### EXERCISE REQUIREMENTS
Copy out the lines below word for word, from the line that contains "For every instance of the minaret spire" down through the line that contains "pixel 331 223", including both of those lines.

### INPUT
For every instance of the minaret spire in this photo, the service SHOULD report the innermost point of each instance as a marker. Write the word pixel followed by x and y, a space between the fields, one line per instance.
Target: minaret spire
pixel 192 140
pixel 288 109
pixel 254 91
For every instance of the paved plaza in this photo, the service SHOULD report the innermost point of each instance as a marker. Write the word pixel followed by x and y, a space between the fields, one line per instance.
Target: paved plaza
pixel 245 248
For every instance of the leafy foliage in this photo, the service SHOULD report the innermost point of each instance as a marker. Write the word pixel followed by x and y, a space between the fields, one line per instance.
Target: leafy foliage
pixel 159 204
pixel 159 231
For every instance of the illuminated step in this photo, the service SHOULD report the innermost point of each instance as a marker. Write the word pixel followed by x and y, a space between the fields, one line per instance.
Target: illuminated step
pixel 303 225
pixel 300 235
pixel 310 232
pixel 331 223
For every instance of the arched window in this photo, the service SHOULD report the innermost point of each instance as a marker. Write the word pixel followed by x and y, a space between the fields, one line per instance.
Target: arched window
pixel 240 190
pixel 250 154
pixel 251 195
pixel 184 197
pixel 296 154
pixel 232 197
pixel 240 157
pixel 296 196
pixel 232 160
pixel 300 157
---
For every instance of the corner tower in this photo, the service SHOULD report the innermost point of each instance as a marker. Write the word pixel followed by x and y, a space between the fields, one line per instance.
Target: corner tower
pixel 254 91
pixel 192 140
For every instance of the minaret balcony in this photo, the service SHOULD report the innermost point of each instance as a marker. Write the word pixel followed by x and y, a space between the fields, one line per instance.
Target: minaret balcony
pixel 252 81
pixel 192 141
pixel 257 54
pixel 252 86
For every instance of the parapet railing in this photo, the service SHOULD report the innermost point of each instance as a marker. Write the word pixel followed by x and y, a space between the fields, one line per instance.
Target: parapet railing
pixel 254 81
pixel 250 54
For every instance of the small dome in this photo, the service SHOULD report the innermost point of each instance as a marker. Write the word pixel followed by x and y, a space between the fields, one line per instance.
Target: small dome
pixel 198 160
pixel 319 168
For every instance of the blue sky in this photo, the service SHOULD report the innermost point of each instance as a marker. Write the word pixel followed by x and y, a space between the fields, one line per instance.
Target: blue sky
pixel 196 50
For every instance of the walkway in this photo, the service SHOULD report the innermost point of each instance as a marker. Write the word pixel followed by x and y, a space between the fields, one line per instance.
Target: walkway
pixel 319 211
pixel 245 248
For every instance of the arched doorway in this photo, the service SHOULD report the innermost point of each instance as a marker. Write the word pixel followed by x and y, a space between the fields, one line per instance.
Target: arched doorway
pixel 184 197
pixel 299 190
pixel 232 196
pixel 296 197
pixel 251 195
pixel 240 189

### FINISHED ANSWER
For every instance of the minaret spire in this photo, the service SHOULD report the innermost point of each instance as a marker. Write the word pixel followed by x and y, a space between the fields, one line per instance.
Target: minaret spire
pixel 192 140
pixel 288 109
pixel 254 91
For every instance of the paved plaza in this photo, the service SHOULD report the innermost point of each instance as a marker. Write the word pixel followed by x and y, a space between the fields, one line per instance.
Target: paved plaza
pixel 245 248
For every instance of the leafy foliage in this photo, the service SHOULD report the innermost point of each instance as a marker. Write the word pixel followed by x and y, a space between the fields, one line per instance.
Target: leafy foliage
pixel 159 204
pixel 159 231
For every instance of the illuminated step in this photo, the service SHOULD report the innermost point of each instance as a marker. Write the word pixel followed by x and y, a space between the fields, one line per instance.
Target: illuminated step
pixel 303 225
pixel 300 235
pixel 310 232
pixel 331 223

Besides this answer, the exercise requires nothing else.